Written tasks:
- a) In the post about student and teacher crushes, what does one male professor tell his female students?
- b) In the post about student and teacher crushes, substitute "dress" for "skirt" and give the passage again, beginning at "No, although I've" and stopping after "and matching bustier.".
- c) Proceed with the post about student and teacher crushes, picking up after its final sentence.

Extract to read:

++++++++++

Have I ever been hit on by a student?

No, although I've had a few that got dangerously close. I have heard from reputable source that many of my students HAVE crushes on me. But honestly, I would rather not consider that ten years from now these same guys are going to be paying dominatrixes to dress up like me and spank them. I'm even icked out by the concept that at night alone in their bedrooms they imagine that underneath my ankle length skirt ( ok I admit I don't have an ankle length skirt, but go with me on this one) I am wearing a leather garter belt and matching bustier.

A quick search on google for the song "hot for teacher" yielded these results. The "see students fucking their sexy teachers" tag line for the first site made me shiver in revulsion, but it does illustrate that my students are not alone in their passion. Teachers often feel the same way about their students. ALthough I do not entertain fantasizes about students, other teachers in my own department don't feel the same way. One male professor tells his female students "As soon as you graduate, I can date you." He's only half teasing. He has confessed to me on many occassions of being so overwhelmed by the physical attractiveness of some female students as to be on the verge of irresistable impulse. Some female teachers have also confided in me about attractions to male students. Furthermore, although not in my department, there have been many cases of student/teacher relationships, even at my own high school. (An English teacher at my high school took a year off so she could marry one of her former students, who had gone to college. When she returned to teach, she was pregnant with his child. Although everyone knew about the affair, the school never took any action against her.)

++++++++++

Listing:
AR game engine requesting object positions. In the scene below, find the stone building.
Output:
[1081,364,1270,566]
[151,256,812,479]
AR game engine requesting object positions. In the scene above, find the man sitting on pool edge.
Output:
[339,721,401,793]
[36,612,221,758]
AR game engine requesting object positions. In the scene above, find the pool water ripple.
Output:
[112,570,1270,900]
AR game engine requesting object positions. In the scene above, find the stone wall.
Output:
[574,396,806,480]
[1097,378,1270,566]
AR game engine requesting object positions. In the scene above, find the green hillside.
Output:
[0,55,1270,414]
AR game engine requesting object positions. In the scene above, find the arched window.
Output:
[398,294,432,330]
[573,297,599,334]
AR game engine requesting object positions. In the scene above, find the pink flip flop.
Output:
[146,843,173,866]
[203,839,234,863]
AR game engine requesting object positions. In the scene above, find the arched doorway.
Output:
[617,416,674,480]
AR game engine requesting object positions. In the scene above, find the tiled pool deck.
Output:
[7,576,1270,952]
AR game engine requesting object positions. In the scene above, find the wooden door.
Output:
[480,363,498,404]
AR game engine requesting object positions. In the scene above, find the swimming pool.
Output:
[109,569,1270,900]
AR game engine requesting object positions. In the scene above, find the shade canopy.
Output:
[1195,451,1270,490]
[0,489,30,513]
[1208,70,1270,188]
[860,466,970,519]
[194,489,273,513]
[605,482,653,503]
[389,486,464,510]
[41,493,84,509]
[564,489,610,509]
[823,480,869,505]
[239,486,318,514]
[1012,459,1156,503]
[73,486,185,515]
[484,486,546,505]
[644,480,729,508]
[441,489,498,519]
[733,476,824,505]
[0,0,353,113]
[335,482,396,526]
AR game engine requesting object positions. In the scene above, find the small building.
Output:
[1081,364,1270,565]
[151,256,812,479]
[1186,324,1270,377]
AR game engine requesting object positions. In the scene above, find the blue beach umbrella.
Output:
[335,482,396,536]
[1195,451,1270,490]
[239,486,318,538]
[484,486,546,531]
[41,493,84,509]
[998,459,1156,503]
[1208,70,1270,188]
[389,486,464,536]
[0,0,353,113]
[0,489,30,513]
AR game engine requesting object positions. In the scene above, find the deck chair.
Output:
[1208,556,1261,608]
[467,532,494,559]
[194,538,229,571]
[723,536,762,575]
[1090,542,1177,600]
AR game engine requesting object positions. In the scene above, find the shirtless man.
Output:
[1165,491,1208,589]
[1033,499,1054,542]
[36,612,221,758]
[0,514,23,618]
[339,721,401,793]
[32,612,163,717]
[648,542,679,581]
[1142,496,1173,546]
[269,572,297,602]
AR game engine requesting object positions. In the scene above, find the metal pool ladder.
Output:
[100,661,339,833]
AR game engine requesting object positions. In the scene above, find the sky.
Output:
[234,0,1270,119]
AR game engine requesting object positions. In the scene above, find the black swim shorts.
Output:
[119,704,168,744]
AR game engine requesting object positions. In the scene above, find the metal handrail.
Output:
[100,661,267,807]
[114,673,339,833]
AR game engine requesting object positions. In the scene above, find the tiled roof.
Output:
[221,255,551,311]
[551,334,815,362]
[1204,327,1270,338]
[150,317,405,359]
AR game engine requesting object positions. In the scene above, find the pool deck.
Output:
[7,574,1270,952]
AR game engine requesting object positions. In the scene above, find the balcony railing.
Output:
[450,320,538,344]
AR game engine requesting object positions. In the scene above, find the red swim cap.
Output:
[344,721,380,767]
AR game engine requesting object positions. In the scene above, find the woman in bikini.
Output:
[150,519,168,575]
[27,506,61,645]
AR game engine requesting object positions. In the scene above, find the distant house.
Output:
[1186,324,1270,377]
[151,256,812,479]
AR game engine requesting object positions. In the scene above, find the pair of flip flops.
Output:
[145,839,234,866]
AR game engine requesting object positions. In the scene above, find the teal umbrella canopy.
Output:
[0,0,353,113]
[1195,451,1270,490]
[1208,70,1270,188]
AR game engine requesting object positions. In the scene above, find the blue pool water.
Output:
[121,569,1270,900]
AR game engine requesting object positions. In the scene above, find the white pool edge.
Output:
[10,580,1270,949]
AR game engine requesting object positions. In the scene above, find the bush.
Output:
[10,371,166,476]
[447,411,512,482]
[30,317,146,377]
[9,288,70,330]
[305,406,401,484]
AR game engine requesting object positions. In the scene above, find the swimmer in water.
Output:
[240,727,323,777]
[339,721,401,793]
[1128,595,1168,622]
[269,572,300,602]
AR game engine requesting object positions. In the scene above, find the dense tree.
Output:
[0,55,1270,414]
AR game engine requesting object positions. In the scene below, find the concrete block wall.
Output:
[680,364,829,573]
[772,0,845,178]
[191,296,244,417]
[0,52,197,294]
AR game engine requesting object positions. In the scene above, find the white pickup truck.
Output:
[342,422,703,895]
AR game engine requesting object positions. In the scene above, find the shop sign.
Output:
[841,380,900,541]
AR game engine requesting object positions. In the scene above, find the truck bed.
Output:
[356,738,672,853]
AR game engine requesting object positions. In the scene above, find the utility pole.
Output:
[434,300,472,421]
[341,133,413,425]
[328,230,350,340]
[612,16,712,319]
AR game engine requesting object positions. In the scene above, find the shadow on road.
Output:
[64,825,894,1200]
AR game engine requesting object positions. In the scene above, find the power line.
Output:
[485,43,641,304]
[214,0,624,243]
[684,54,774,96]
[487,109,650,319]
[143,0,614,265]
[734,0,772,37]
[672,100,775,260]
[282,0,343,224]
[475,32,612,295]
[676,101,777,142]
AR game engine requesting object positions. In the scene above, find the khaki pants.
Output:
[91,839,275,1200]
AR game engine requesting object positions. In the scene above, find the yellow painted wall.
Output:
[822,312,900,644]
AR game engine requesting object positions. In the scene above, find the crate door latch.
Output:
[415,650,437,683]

++++++++++

Answers to each task:
- a) "As soon as you graduate, I can date you."

- b)
No, although I've had a few that got dangerously close. I have heard from reputable source that many of my students HAVE crushes on me. But honestly, I would rather not consider that ten years from now these same guys are going to be paying dominatrixes to dress up like me and spank them. I'm even icked out by the concept that at night alone in their bedrooms they imagine that underneath my ankle length dress ( ok I admit I don't have an ankle length dress, but go with me on this one) I am wearing a leather garter belt and matching bustier.

- c)
To be fair, everybody has had at least one teacher crush myself included. Mine was junior english teacher in high school. He looked like a young Andy Garcia. I never fantasized about him. For me, it was enough just to sit and listen to him talk about Arthur Miller or Sophocles. Most of the other girls were after either the young math teacher, Mr. G ( who lost his mind later and would only eat soy products and always entered and exited his apartment through the window-which was on the second floor and only accessible by climbing the rose trellis) or Mr. B ( who left to go to seminary). Although others may have imagined, or actually succeeded in bedding, their teachers, I never could even imagine my teacher crush with his shirt off. Much like Angela in the film American Beauty, as much as I flirted with him if he had actually tried anything with me, I think I would have fled in terror. (I didn't do anything but kiss a boy until I was 18-ain't backlash a bitch?)

I still think about him sometimes. He was only about five years older than me, which would put him at about 35. I wonder, would I still want him if he wasn't my teacher?

And would I be able to imagine him without his shirt now?




Rude

You know I was going to put up this terribly kinky post about how many people fantasize about their teachers and how this makes me feel but.....

I return from class to find Enfant Terrible and Spinster chatting in my office. Now that I don't mind that so much. We often use the office that just happens to be closest or has the fastest internet connection with no hard feelings. I do mind when I show up to my office, and the people "borrowing" it make such a show of it being an inconvience for them, especially as they are just chatting.

I sat down and put down my stuff as Enfant Terrible, who rarely acknowledges I exist, slumped down in the opposing chair and demanded I give her some of my lunch because she was hungry. She kept insisting. Now I have no problem sharing my food with people if I think it'll be a fair situation. I often treat people to lunch or drinks because I know that these people will, at some poin in the future, treat me. It will eventually come out even. Also, I often treat people, if they don't have money and I actually like them. Enfant Terrible falls into neither category especially when she is sitting in my office uninvited. She is especially possessive of the food she brings in. If anyone so much as looks at her bagel, she has a fit. So I refused her. Several times. She reminded me of the drunken guys who hit on me in bars, "What part of no didn't you understand?" I was tempted to say.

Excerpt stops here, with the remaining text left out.